[REQUIRED ACTION]:
Copy the entries that follow, exactly and completely.
DATASET RECORDS section start
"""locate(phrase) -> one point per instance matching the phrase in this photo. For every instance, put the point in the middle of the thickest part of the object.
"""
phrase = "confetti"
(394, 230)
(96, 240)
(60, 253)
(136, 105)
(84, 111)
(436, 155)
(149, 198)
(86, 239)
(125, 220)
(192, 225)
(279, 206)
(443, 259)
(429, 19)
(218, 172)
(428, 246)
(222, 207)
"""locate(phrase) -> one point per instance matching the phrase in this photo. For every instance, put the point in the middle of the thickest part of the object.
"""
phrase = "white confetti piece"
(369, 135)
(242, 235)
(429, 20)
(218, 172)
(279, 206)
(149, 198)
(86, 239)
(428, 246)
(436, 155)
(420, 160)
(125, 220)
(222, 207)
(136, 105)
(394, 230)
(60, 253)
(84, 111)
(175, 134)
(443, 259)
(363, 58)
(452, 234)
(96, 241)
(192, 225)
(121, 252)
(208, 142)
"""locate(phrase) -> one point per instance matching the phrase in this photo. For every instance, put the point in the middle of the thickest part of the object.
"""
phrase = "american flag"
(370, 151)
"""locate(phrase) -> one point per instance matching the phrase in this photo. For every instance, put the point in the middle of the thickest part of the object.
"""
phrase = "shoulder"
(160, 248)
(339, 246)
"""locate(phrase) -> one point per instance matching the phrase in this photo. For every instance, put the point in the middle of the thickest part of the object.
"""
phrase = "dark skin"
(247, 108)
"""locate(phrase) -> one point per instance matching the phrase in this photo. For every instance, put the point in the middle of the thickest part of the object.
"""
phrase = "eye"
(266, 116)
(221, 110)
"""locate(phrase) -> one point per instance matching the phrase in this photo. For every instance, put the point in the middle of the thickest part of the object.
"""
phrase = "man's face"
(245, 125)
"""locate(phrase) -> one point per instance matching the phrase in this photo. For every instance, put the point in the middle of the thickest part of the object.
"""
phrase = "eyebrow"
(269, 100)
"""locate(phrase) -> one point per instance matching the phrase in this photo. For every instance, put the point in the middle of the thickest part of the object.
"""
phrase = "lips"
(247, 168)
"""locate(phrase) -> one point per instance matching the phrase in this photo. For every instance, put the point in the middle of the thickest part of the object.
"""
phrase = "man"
DATASET RECORDS section end
[TASK RESULT]:
"""locate(phrase) -> one point per instance matching the phrase in this photo. For every instance, put the point in the middle of the thickest part of the object.
"""
phrase = "confetti"
(394, 230)
(96, 240)
(60, 253)
(136, 105)
(84, 111)
(436, 155)
(149, 198)
(86, 239)
(125, 220)
(192, 225)
(279, 206)
(443, 259)
(429, 19)
(218, 172)
(428, 246)
(222, 207)
"""locate(phrase) -> one point per instance matching the phrase in this photo. For every instance, put the point in the middle of the thickest part of the object.
"""
phrase = "white confetti piece"
(369, 135)
(242, 235)
(429, 20)
(218, 172)
(279, 206)
(149, 198)
(86, 239)
(428, 246)
(436, 155)
(420, 160)
(125, 220)
(222, 207)
(136, 105)
(394, 230)
(60, 253)
(84, 111)
(175, 134)
(443, 259)
(363, 58)
(452, 234)
(96, 241)
(192, 225)
(121, 252)
(208, 142)
"""locate(phrase) -> one point per instance matching the phrase in this photo. For every instance, put the point in the middle of the thickest part of the object.
"""
phrase = "american flag"
(370, 151)
"""locate(phrase) -> one point per instance matching the phrase in this photo. For every instance, put the point in the middle of the thickest part of the object.
"""
phrase = "shoulder"
(160, 248)
(339, 246)
"""locate(phrase) -> one point per instance matching the phrase in this photo. For every instance, put the point in the middle of the thickest part of the object.
"""
phrase = "dark skin"
(247, 108)
"""locate(phrase) -> one point per instance matching the phrase in this photo. For every instance, put the point in the middle of the thickest part of the object.
"""
phrase = "eye"
(266, 116)
(221, 110)
"""locate(phrase) -> one point per instance matching the phrase in this photo. For every instance, put the point in the middle of the thickest part of the object.
"""
phrase = "man's face"
(245, 125)
"""locate(phrase) -> one point per instance matching the phrase in this photo. For every instance, put the point in the middle of the thickest part of the object.
"""
phrase = "eyebrow"
(269, 100)
"""locate(phrase) -> one point per instance matching the phrase in this photo. For every instance, put the point in the middle of the thickest part of the object.
"""
phrase = "lips"
(247, 168)
"""locate(phrase) -> one point per instance matching the phrase in this photo. For every instance, put the point in the middle of the thickest part of the object.
"""
phrase = "man"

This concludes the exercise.